◆ Supplied passage ◆
───

Standards with Open Questions regarding PQC Adoption
Authors: Panos Kampanakis (AWS), Marc Manzano (SandboxAQ), Deirdre Connolly (SandboxAQ), Jayati Dev (Comcast)August 28, 2024
This document analyzes standards that would require the integration of post-quantum (PQ) algorithms or the mitigation these algorithms bring in order to mitigate the quantum computing risk to cryptography.
Successfully updating open standards used for protecting information and data is a necessary step for full adoption of and migration to quantum resistant cryptography. As Public or Open Standards Developing Organizations (SDOs) are often volunteer-driven, the pace at which such specifications evolve and get finalized depends on the degree of committed effort by the community. This document analyzes standards that would require the integration of post-quantum (PQ) algorithms or the mitigation these algorithms bring in order to mitigate the quantum computing risk to cryptography. These standards may seemingly have not officially started this work or are in its early stages. This document aims to provide their current status as of the time of this writing.
SSH
SSH is a widely used protocol developed in the IETF. The IETF has concluded all Working Groups (WG) focusing on SSH. Although it has come up multiple times, there is currently no intention to have a new SSH maintenance WG to bring PQ algorithms to SSH.

───

◆ Given exercise ◆
Copy the text above on post-quantum cryptography standards word for word, from its title through its final sentence.

───

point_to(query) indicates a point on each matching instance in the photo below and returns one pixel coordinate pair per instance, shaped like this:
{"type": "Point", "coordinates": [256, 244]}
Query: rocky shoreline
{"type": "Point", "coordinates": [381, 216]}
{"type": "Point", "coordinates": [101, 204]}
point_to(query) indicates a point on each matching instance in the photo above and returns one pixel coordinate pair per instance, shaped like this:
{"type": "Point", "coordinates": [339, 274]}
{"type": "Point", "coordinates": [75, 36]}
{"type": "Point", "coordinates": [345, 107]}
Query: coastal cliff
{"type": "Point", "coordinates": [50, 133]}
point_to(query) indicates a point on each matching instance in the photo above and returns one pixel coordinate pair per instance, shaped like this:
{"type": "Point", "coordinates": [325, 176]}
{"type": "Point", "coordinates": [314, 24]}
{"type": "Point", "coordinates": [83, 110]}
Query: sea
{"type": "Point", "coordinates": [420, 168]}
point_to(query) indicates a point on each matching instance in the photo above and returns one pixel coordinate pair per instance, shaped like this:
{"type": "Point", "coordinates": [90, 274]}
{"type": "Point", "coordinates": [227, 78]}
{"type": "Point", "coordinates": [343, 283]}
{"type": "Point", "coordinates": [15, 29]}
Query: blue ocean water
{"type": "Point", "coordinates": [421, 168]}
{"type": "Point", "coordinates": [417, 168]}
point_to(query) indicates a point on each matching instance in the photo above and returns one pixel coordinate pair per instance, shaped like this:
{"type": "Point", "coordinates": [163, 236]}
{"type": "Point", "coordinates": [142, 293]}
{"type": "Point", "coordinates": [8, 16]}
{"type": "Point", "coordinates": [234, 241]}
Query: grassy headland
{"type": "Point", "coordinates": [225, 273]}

───

◆ Answer ◆
Standards with Open Questions regarding PQC Adoption
Authors: Panos Kampanakis (AWS), Marc Manzano (SandboxAQ), Deirdre Connolly (SandboxAQ), Jayati Dev (Comcast)August 28, 2024
This document analyzes standards that would require the integration of post-quantum (PQ) algorithms or the mitigation these algorithms bring in order to mitigate the quantum computing risk to cryptography.
Successfully updating open standards used for protecting information and data is a necessary step for full adoption of and migration to quantum resistant cryptography. As Public or Open Standards Developing Organizations (SDOs) are often volunteer-driven, the pace at which such specifications evolve and get finalized depends on the degree of committed effort by the community. This document analyzes standards that would require the integration of post-quantum (PQ) algorithms or the mitigation these algorithms bring in order to mitigate the quantum computing risk to cryptography. These standards may seemingly have not officially started this work or are in its early stages. This document aims to provide their current status as of the time of this writing.
SSH
SSH is a widely used protocol developed in the IETF. The IETF has concluded all Working Groups (WG) focusing on SSH. Although it has come up multiple times, there is currently no intention to have a new SSH maintenance WG to bring PQ algorithms to SSH.